Material to process start

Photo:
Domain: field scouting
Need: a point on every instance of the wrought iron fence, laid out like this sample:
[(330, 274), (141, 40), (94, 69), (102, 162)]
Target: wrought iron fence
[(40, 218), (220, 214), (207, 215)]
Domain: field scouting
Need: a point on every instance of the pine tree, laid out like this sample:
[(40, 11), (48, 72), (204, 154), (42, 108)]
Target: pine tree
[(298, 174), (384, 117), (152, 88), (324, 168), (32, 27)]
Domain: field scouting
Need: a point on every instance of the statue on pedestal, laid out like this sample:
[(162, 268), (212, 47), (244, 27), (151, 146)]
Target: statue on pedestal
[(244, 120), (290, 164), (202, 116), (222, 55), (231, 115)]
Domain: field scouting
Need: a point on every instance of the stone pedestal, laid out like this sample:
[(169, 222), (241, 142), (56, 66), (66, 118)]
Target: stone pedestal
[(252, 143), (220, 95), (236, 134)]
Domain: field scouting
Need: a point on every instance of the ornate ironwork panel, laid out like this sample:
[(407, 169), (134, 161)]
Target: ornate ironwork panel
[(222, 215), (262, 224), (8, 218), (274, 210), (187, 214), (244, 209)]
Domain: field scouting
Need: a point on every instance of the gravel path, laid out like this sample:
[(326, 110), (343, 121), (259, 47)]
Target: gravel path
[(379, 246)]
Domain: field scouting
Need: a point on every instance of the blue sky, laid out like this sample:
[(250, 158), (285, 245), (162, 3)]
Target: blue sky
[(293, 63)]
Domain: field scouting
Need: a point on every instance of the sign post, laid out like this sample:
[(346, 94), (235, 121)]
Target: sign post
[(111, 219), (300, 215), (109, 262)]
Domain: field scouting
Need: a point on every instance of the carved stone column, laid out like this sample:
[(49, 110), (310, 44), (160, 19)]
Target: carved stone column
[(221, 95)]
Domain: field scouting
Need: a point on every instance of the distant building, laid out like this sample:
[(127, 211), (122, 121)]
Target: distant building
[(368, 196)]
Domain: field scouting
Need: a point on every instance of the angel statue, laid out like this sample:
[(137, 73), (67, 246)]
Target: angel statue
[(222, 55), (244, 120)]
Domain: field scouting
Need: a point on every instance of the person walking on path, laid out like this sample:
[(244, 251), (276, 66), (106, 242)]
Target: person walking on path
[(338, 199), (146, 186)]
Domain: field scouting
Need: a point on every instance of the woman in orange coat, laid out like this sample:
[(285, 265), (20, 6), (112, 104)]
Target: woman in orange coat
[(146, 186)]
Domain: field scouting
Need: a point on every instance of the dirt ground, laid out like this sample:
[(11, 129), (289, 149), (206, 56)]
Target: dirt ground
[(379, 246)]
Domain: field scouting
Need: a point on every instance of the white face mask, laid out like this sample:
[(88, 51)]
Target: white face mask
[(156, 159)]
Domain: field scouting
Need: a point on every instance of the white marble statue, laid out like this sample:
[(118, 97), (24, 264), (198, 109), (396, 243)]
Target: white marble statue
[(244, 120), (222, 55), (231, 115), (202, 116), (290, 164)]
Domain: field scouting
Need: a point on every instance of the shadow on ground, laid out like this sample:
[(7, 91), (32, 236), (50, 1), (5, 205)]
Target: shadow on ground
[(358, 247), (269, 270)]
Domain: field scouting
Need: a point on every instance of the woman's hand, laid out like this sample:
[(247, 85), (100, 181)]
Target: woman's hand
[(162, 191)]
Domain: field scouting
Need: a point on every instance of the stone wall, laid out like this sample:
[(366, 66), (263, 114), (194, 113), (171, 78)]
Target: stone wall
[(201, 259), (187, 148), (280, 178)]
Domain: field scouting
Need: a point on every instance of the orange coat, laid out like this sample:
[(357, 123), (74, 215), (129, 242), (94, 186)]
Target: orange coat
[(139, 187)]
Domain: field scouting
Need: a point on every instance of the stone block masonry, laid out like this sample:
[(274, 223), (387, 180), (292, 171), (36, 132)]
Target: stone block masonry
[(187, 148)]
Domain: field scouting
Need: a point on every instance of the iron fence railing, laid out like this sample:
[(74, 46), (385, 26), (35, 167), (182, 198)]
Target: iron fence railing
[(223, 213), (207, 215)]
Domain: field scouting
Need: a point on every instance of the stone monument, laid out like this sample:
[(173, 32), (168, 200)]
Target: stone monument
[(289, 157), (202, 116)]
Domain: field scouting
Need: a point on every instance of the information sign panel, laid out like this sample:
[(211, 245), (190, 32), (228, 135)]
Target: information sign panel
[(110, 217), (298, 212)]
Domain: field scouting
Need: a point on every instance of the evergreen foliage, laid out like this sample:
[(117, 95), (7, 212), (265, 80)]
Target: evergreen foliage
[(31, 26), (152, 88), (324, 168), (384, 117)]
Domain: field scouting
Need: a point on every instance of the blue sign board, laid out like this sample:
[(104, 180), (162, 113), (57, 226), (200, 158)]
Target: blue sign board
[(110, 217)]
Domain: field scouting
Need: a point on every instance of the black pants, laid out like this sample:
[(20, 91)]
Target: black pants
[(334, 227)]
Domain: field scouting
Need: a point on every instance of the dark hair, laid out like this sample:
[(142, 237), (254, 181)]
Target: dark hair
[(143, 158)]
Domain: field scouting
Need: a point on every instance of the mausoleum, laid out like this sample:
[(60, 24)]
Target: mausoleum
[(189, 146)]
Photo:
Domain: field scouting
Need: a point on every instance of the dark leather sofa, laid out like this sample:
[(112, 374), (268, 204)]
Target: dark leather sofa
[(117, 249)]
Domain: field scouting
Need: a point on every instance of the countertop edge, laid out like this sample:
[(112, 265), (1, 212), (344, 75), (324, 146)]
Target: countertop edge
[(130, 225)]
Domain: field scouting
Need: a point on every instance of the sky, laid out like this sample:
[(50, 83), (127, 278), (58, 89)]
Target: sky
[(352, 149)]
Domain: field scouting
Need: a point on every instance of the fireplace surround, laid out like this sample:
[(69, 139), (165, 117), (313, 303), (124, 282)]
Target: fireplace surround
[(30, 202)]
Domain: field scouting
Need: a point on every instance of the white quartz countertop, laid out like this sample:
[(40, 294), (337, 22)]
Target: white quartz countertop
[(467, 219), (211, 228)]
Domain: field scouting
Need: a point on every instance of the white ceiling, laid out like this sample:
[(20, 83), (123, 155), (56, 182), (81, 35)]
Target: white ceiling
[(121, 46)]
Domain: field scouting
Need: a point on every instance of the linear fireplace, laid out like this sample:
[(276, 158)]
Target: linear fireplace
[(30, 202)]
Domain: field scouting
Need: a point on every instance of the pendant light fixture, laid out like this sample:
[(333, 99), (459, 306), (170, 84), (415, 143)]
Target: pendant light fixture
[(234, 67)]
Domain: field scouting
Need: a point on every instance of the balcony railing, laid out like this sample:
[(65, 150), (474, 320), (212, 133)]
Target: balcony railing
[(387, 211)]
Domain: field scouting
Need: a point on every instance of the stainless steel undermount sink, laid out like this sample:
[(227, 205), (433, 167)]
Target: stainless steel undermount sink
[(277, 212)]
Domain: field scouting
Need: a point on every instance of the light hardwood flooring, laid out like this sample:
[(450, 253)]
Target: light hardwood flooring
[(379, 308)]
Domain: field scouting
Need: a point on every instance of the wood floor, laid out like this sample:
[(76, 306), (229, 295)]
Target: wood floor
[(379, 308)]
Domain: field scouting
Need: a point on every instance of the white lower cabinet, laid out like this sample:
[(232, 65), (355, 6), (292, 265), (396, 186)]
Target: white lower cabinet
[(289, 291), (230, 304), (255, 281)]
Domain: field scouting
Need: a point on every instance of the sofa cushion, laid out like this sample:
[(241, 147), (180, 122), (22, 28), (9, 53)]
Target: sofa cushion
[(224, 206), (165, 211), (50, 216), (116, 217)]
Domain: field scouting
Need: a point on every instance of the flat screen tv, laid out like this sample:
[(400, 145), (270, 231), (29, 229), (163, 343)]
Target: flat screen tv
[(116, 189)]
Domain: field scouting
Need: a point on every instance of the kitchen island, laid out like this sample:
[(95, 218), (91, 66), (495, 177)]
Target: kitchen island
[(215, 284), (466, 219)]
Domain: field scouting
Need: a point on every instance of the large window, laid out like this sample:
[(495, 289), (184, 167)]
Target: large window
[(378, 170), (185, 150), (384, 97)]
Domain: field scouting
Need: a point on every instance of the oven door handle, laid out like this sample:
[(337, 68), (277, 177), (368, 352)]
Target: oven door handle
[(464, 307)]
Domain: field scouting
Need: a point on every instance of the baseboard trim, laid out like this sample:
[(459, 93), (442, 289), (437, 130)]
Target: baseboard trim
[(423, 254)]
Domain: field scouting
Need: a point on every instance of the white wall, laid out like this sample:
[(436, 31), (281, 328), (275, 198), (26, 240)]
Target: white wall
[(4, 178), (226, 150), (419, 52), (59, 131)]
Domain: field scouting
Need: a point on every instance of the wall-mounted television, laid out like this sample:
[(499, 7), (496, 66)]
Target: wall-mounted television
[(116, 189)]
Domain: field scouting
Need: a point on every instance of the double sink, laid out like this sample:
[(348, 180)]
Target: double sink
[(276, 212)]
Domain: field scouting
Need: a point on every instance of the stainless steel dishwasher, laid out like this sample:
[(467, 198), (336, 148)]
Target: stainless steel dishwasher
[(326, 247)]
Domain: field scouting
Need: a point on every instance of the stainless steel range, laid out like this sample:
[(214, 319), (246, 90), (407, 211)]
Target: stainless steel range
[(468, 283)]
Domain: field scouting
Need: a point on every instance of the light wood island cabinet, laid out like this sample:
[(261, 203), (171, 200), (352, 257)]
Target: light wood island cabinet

Material to process end

Pick out every line above that contains the word "kitchen", and copy each one.

Complete output.
Need: a point on every instance of the kitchen island, laid out like this sample:
Target: kitchen island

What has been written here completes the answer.